**RECORDS SUPPLIED**

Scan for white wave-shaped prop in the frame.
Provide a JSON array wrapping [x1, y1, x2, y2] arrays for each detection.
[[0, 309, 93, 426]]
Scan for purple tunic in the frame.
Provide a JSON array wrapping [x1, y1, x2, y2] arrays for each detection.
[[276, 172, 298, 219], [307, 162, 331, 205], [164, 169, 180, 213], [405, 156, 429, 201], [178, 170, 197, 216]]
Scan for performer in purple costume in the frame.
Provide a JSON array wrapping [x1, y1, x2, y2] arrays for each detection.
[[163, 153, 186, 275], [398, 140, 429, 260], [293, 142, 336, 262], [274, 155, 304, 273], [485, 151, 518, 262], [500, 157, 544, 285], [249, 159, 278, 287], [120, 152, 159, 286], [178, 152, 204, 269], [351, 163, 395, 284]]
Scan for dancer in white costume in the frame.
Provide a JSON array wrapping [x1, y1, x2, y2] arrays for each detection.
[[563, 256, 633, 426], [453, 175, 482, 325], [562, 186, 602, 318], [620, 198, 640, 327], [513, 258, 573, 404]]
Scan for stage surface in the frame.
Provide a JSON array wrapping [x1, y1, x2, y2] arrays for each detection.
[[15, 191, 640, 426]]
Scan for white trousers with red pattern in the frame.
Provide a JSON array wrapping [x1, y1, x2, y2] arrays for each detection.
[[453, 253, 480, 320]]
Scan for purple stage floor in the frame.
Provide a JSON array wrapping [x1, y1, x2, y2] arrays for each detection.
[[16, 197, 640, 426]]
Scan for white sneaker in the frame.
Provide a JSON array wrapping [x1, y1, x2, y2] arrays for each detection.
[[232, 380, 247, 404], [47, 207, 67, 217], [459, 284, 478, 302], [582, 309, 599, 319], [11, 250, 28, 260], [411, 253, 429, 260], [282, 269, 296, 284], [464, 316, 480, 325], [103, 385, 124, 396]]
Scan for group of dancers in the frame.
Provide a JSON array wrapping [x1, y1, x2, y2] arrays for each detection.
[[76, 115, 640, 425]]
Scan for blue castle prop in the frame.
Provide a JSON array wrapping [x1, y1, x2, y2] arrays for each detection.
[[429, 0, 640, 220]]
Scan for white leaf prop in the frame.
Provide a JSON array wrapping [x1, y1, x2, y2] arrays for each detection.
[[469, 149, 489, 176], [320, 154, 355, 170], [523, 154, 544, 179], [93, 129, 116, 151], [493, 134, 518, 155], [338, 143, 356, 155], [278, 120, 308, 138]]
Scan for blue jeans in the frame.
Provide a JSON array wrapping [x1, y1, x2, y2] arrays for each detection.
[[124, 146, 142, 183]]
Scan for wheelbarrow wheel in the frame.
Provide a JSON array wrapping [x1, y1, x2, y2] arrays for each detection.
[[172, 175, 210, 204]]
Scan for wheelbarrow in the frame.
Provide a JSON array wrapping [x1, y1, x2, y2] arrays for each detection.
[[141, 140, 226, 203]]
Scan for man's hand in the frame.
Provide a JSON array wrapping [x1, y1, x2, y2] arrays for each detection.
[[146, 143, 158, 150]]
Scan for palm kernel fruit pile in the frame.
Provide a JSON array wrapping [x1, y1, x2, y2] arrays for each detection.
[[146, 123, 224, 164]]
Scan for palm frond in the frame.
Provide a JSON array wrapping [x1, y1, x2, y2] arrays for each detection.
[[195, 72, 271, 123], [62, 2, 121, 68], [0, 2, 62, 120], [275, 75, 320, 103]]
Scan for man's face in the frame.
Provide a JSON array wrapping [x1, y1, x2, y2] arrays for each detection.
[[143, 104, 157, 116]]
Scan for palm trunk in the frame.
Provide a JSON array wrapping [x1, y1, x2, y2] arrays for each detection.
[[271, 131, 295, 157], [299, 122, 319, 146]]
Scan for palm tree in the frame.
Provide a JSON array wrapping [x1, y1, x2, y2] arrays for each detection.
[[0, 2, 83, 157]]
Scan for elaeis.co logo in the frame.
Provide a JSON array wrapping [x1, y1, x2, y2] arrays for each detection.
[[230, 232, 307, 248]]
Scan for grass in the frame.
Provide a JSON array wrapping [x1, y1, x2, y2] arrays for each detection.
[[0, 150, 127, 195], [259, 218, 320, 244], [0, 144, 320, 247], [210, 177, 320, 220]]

**OBJECTIVE**
Express every line of the records above as a JSON list of strings, one string per line, and leave out any blank lines.

**WRITTEN SOLUTION**
[
  "Scan for white wave-shaped prop in the frame.",
  "Provide a JSON array wrapping [x1, y1, x2, y2] arrays for each detection.",
  "[[0, 309, 93, 426]]",
  "Scan for purple tunic in the frame.",
  "Provide a JSON array wrapping [x1, y1, x2, y2] arrays for each detection.",
  "[[276, 172, 298, 219], [307, 162, 331, 205], [164, 169, 180, 213], [405, 156, 429, 201], [178, 170, 197, 216]]",
  "Scan for performer in purple costume in the frame.",
  "Provide a JSON array wrapping [x1, y1, x2, y2] arrays for each detection.",
  "[[163, 153, 186, 275], [398, 140, 429, 260], [293, 142, 336, 262], [274, 155, 304, 273], [485, 151, 518, 262], [500, 157, 544, 285], [249, 159, 278, 287], [120, 152, 159, 286], [178, 152, 204, 269], [351, 163, 395, 284]]",
  "Scan for dancer in white costume in the frame.",
  "Provide a JSON array wrapping [x1, y1, x2, y2] arrays for each detection.",
  "[[563, 256, 633, 426], [453, 175, 482, 325], [562, 186, 602, 318], [620, 198, 640, 327], [513, 258, 573, 404]]",
  "Scan for stage surface in the frame.",
  "Provide a JSON array wrapping [x1, y1, x2, y2] arrays for each detection.",
  "[[15, 191, 640, 426]]",
  "Scan for white trousers with red pattern in the frame.",
  "Provide a JSON array wrapping [x1, y1, x2, y2] arrays for each detection.",
  "[[453, 253, 480, 320]]",
  "Scan for purple stage floor in the frame.",
  "Provide a JSON array wrapping [x1, y1, x2, y2] arrays for each detection.",
  "[[16, 197, 640, 426]]",
  "Scan for white sneaker in the frame.",
  "Provide a JSON array wrapping [x1, y1, x2, y2] arrays for each detection.",
  "[[232, 380, 247, 404], [47, 207, 67, 217], [459, 284, 478, 302], [582, 309, 599, 319], [11, 250, 28, 260], [411, 253, 429, 260], [282, 269, 296, 284], [464, 316, 480, 325], [103, 385, 124, 396]]",
  "Scan for group of dancers in the frame.",
  "Provide a JSON array wrapping [x1, y1, x2, y2] arrays for each detection.",
  "[[76, 115, 640, 425]]",
  "Scan for blue castle prop in the frame.",
  "Provide a JSON array wrapping [x1, y1, x2, y2] arrays for each detection.",
  "[[429, 0, 640, 220]]",
  "Scan for white leaf prop in the frame.",
  "Provide a JSON array wrapping [x1, y1, x2, y2] arrays for each detection.",
  "[[469, 149, 489, 176], [320, 154, 355, 170], [523, 154, 544, 179], [93, 129, 116, 151], [493, 134, 518, 155], [338, 143, 356, 155], [278, 120, 308, 138]]",
  "Scan for blue jeans in the frame.",
  "Provide a JSON array wrapping [x1, y1, x2, y2] arrays for each detection.",
  "[[124, 146, 142, 183]]",
  "Scan for wheelbarrow wheel in the frame.",
  "Provide a JSON array wrapping [x1, y1, x2, y2] arrays for each detection.",
  "[[172, 175, 210, 204]]",
  "Scan for wheelbarrow in the frame.",
  "Provide a JSON array wrapping [x1, y1, x2, y2] arrays for each detection.",
  "[[141, 140, 226, 203]]",
  "Scan for man's hand in the frame.",
  "Provide a JSON array wrapping [x1, y1, x2, y2] arrays for each detection.",
  "[[146, 143, 158, 150]]",
  "Scan for palm kernel fruit pile in the frame.",
  "Provide a JSON array wrapping [x1, y1, x2, y2] arrays for each detection.",
  "[[146, 123, 224, 164]]",
  "Scan for palm frond in the frame.",
  "Provide a JSON array wrapping [x1, y1, x2, y2] arrays for each detection.",
  "[[195, 72, 271, 123], [62, 2, 121, 68], [0, 2, 62, 120], [275, 75, 320, 103]]",
  "Scan for man's face in the frame.",
  "Provide a JSON array wrapping [x1, y1, x2, y2] arrays for each detection.",
  "[[143, 104, 157, 116]]",
  "Scan for palm trunk in the frame.",
  "Provide a JSON array wrapping [x1, y1, x2, y2] arrays for each detection.",
  "[[271, 131, 295, 157], [299, 122, 319, 146]]",
  "Scan for palm tree in the frame.",
  "Provide a JSON array wrapping [x1, y1, x2, y2] arrays for each detection.",
  "[[0, 2, 83, 157]]",
  "Scan for elaeis.co logo in the frame.",
  "Provide a JSON array wrapping [x1, y1, x2, y2] arrays for each detection.",
  "[[230, 232, 307, 248]]",
  "Scan for grass in the frame.",
  "Provide a JSON array wrapping [x1, y1, x2, y2] arrays for each detection.",
  "[[0, 150, 127, 195], [259, 218, 320, 244], [0, 144, 320, 247], [210, 177, 320, 220]]"
]